* **What this task involves**: Report every line in the rows below that contains the word "neck", copying each line in full. Case counts.

****

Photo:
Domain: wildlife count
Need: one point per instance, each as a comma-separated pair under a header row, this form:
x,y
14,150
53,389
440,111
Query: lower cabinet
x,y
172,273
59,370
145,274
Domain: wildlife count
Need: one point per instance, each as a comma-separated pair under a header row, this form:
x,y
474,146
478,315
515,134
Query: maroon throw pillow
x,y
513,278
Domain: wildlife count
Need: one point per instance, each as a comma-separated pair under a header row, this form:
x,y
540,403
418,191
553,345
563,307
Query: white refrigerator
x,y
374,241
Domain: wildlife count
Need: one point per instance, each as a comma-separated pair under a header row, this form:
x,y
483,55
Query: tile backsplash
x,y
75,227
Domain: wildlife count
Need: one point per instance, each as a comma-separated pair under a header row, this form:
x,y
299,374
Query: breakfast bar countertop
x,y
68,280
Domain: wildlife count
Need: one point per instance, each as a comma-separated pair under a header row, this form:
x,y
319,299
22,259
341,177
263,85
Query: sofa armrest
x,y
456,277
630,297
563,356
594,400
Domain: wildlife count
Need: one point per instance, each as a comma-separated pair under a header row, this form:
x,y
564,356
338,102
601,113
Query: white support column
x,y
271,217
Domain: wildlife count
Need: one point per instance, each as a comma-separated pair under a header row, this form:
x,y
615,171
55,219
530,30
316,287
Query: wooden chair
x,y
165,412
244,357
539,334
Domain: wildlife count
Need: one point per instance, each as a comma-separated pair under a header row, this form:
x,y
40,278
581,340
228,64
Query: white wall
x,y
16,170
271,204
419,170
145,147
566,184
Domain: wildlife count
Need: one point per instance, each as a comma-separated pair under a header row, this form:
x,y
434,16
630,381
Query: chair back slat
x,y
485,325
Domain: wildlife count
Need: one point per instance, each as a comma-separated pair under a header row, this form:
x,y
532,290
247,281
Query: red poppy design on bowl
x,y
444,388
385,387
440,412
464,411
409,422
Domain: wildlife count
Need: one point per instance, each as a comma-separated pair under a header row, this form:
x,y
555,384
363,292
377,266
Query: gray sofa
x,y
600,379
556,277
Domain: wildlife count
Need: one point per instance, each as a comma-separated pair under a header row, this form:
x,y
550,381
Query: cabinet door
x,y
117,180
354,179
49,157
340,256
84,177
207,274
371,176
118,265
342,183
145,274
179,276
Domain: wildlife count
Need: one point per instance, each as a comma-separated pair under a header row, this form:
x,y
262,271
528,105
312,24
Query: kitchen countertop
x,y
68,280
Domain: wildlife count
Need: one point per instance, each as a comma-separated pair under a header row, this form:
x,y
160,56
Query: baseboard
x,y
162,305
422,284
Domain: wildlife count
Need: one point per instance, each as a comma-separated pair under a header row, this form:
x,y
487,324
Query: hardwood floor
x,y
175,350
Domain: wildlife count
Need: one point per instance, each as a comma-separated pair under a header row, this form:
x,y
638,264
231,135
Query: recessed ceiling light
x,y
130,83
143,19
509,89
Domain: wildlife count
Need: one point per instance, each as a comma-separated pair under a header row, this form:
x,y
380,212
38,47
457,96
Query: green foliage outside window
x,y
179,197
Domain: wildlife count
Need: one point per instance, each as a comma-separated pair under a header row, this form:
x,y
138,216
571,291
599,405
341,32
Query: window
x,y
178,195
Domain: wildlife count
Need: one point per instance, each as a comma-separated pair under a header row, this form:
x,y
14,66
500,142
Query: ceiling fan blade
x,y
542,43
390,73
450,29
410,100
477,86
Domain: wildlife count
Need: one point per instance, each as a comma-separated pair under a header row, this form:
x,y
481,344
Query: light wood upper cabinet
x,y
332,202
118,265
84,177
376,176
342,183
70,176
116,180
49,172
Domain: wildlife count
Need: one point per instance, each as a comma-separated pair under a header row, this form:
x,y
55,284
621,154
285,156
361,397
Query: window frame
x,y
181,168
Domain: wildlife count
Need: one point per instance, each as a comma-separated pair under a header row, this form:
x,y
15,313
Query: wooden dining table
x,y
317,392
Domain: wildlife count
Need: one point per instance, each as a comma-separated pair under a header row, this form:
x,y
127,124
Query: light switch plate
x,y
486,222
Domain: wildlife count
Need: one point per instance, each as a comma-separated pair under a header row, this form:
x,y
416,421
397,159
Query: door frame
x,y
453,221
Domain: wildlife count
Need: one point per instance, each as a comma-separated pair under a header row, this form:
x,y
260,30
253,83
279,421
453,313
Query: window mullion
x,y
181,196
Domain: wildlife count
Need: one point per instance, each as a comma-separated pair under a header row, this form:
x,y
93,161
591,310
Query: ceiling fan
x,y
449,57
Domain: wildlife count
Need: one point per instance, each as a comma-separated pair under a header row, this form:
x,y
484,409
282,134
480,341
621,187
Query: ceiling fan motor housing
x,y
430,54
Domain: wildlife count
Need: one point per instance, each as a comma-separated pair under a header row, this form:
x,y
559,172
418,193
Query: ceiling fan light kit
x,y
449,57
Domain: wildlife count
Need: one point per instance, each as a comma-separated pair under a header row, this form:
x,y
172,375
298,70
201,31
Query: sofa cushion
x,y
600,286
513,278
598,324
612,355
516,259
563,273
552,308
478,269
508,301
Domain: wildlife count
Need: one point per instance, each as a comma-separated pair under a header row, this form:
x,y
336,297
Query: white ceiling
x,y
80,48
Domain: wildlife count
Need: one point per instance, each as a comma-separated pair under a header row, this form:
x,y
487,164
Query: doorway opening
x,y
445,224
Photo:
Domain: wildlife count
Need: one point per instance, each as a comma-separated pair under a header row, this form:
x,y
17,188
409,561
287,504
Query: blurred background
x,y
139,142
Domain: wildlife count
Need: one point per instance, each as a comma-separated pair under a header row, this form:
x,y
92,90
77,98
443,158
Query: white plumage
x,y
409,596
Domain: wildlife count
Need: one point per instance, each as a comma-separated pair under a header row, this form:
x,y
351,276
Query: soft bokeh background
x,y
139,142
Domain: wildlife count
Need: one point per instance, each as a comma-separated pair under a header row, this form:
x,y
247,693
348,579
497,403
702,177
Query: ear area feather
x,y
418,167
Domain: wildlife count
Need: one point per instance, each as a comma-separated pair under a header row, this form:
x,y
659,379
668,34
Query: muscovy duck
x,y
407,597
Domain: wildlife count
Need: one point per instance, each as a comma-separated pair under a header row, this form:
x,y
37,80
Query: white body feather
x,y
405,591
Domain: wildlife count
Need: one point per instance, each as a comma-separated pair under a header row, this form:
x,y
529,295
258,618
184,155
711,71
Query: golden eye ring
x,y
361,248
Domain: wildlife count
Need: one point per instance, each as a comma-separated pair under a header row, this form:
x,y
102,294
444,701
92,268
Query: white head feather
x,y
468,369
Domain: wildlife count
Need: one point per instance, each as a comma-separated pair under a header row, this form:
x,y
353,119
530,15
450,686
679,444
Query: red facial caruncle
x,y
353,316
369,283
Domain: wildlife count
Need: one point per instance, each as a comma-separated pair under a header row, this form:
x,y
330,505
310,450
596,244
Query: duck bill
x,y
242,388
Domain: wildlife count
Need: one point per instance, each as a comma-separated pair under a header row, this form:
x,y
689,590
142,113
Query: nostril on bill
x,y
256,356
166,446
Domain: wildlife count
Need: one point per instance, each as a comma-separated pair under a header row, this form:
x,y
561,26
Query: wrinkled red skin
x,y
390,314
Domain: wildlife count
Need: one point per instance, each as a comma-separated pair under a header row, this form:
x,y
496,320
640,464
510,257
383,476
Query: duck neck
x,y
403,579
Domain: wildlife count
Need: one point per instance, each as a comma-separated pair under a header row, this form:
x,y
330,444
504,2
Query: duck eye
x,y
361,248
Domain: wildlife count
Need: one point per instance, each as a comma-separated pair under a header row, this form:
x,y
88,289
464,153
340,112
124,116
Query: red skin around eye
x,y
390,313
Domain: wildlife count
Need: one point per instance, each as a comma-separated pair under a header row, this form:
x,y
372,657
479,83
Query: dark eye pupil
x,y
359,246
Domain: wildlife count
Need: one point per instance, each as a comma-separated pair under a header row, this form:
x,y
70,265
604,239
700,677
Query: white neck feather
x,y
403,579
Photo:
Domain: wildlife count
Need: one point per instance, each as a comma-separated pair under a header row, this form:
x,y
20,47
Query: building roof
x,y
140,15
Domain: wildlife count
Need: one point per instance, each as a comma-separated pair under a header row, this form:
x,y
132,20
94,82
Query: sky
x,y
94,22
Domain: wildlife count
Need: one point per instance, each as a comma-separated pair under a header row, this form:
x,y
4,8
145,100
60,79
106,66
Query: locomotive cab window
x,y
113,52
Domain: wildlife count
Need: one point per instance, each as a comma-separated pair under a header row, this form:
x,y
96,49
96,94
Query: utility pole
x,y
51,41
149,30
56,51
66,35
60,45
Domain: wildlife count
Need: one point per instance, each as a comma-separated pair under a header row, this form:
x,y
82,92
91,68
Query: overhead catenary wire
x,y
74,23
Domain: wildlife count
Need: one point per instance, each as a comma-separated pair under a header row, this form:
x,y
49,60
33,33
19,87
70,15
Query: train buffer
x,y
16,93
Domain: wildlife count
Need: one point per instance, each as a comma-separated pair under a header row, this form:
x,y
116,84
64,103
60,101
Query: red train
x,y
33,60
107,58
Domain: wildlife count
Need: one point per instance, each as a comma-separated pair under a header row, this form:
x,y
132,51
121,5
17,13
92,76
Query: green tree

****

* **Finished task**:
Query: duck neck
Query: white neck feather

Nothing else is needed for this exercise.